## Énoncé:
Exprimez uniquement les lignes des enregistrements ci-dessous qui vont de celle qui contient « For the image above, mark every stone pillar » jusqu'à celle qui contient « [13, 224, 139, 240] », ces deux lignes comprises. Présentez-les sous forme de liste JSON de chaînes, une chaîne par ligne, sans les lignes vides.

## Liste des données:
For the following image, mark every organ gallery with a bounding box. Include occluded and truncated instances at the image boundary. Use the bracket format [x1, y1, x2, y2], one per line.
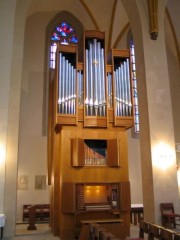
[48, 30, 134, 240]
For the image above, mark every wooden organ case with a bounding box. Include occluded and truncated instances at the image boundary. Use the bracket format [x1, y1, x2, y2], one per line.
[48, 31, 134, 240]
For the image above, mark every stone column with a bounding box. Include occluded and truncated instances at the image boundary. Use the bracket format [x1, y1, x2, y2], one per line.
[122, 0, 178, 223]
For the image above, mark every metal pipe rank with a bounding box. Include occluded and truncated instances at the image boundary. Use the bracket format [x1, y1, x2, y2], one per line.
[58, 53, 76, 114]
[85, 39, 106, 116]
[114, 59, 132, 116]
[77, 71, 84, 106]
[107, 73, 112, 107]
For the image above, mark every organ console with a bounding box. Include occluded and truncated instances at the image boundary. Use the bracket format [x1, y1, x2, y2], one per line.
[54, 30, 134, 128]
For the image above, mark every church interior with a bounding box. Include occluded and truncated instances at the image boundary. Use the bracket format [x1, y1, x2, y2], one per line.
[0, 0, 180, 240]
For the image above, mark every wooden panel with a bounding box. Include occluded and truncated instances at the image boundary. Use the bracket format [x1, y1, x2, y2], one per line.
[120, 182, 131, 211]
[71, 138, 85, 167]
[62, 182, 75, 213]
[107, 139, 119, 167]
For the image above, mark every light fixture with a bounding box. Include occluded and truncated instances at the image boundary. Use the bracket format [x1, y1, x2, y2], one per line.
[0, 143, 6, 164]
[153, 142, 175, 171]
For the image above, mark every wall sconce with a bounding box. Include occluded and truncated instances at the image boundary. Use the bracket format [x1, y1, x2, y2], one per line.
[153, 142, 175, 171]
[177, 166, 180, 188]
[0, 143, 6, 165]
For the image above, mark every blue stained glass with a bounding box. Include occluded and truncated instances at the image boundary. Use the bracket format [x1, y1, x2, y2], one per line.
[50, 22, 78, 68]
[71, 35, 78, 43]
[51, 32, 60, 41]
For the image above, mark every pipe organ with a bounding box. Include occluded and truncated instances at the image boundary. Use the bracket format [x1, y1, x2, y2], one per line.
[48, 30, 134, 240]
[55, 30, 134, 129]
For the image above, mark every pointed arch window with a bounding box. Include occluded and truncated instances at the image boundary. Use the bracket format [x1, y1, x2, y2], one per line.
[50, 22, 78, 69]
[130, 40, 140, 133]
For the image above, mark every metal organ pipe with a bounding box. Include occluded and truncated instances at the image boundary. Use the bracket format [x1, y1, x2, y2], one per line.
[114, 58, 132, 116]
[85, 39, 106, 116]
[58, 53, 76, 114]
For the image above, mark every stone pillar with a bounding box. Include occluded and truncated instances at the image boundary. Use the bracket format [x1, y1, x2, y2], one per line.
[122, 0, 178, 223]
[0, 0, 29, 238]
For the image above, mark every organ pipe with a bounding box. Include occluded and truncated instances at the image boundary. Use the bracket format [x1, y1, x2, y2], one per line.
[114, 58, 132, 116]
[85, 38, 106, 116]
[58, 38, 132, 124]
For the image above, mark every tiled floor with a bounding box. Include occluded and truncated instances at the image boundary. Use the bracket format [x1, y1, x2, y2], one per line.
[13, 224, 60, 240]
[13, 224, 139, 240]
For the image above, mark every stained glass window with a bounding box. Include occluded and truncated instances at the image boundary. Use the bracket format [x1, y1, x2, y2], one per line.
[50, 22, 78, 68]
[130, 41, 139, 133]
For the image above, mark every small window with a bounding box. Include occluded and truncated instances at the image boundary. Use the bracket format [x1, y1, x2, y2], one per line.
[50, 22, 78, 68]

==

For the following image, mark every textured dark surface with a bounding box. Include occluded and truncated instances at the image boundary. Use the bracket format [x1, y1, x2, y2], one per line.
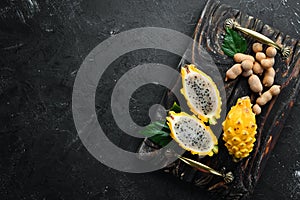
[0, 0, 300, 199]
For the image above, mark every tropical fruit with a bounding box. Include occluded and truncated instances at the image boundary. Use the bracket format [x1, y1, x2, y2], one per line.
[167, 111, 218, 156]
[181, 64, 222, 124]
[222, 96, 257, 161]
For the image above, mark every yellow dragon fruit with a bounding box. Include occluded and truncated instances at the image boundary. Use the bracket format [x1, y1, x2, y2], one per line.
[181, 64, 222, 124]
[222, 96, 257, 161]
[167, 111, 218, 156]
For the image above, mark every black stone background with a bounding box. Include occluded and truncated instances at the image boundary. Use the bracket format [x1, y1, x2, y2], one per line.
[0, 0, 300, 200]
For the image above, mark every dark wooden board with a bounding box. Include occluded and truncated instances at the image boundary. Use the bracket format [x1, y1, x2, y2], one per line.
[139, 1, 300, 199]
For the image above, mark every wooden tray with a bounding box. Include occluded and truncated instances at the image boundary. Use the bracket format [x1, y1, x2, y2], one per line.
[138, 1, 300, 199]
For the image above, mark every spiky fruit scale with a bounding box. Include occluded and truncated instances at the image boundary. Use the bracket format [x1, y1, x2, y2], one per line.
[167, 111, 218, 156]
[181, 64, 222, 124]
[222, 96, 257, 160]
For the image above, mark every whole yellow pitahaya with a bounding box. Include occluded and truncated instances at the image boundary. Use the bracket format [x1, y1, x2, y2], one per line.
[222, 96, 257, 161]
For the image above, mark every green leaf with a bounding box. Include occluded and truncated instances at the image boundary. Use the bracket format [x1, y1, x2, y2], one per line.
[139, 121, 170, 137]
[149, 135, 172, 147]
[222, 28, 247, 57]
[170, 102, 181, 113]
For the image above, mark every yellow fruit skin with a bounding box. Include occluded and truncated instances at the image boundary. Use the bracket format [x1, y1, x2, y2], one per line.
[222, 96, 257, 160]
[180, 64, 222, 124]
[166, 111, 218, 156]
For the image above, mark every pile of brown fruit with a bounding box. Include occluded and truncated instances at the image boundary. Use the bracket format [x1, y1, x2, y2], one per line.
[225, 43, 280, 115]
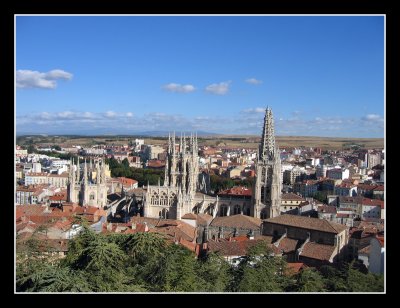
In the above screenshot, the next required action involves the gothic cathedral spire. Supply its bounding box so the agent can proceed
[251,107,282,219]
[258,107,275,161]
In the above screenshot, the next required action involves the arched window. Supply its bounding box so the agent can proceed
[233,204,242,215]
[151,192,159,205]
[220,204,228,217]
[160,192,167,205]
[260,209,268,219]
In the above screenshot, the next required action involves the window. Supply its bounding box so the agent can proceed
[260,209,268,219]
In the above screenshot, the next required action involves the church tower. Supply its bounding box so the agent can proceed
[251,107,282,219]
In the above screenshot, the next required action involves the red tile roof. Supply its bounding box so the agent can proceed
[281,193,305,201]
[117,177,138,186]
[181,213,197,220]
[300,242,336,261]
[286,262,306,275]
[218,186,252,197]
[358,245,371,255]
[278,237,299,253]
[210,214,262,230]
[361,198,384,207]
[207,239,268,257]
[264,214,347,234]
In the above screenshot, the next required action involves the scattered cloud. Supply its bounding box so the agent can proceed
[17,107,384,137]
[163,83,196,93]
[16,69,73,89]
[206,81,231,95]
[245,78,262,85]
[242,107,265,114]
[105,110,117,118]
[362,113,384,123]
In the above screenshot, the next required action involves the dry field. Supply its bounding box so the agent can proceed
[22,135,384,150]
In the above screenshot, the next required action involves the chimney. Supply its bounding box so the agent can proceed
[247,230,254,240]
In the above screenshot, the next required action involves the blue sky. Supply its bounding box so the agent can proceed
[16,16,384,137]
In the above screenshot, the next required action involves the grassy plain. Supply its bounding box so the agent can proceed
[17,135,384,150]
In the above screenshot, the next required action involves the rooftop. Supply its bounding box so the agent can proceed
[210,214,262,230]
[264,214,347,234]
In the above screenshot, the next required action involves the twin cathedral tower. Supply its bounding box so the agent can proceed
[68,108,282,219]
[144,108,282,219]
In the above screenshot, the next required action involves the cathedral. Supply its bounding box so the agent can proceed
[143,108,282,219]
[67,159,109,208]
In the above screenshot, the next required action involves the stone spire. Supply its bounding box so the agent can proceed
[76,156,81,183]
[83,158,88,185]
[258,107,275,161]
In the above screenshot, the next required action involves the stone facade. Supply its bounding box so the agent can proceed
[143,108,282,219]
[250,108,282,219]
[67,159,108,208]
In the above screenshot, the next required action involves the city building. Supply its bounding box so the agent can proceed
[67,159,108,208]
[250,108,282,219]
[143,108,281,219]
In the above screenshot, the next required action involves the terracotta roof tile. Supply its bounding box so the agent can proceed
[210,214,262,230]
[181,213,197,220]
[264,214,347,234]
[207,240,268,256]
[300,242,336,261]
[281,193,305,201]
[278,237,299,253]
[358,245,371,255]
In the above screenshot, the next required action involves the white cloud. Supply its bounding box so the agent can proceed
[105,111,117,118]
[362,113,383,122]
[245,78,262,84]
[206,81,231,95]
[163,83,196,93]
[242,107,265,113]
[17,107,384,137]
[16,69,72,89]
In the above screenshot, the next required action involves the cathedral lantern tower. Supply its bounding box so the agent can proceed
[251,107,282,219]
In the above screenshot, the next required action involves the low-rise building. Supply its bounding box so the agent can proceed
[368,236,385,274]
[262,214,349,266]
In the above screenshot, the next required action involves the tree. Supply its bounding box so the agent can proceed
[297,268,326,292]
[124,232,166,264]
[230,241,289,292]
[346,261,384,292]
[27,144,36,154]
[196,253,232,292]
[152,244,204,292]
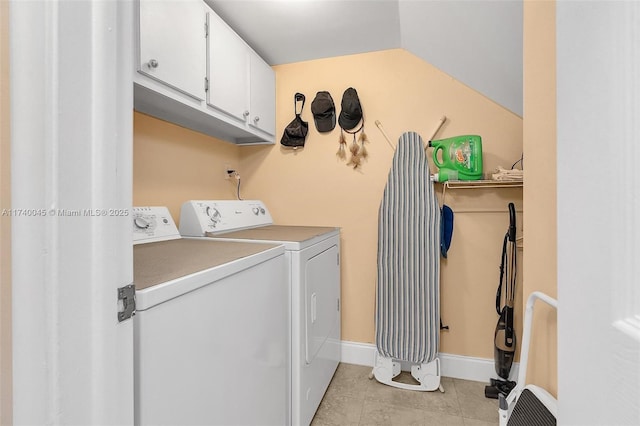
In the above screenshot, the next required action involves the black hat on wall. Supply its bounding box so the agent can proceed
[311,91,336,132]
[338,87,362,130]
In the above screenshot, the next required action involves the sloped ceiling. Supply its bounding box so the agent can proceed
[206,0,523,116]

* * *

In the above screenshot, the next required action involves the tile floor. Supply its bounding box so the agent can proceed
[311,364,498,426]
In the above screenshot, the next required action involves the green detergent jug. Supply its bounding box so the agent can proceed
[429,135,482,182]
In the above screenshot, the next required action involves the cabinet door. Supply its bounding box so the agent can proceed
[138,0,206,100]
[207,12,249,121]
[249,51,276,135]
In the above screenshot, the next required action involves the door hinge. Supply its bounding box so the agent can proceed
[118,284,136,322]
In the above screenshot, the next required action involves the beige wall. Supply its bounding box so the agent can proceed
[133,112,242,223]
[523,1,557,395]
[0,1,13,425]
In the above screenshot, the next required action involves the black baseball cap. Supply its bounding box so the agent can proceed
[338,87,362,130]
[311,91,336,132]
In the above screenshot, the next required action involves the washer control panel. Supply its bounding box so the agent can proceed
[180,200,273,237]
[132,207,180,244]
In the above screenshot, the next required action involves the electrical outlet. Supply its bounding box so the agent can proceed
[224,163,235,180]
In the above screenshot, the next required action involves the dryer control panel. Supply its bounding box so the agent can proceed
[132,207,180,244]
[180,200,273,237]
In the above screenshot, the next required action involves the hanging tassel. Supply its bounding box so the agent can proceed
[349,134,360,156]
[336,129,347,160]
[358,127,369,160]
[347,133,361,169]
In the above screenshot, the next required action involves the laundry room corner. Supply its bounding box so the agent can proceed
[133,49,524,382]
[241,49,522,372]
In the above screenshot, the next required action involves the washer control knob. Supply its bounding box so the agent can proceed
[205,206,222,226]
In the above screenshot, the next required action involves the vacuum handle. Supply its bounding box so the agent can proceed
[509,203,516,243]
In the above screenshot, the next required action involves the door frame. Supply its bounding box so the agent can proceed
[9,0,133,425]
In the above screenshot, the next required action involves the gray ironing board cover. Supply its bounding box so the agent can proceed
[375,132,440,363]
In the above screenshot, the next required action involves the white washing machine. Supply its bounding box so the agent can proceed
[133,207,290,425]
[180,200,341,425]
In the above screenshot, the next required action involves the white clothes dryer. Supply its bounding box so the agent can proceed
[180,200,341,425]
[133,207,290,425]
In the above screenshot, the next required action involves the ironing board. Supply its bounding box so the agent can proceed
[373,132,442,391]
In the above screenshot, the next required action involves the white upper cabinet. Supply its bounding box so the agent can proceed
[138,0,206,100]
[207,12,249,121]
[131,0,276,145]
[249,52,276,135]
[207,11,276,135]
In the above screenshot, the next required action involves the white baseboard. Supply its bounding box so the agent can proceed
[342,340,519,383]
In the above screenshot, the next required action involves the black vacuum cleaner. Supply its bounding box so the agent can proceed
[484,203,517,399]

## Solution:
[
  "For the image above, mark every stone pillar with a bounding box. Include occluded and truncated instances at the image boundary. Use the bracket format [x1, y1, x2, y2], one per line.",
  "[122, 0, 178, 223]",
  "[0, 0, 29, 238]",
  "For the image above, mark every organ pipe with a bounding box. Include occluded and truncated instances at the image boundary. Use the bracket format [x1, y1, x2, y2], one per line.",
  "[114, 58, 132, 116]",
  "[85, 38, 106, 116]",
  "[58, 38, 132, 124]",
  "For the image above, mark every tiled floor with a bounding box. Include occluded and truncated instances at the image boundary. Use the bracket format [x1, y1, x2, y2], one per line.",
  "[13, 224, 60, 240]",
  "[13, 224, 139, 240]"
]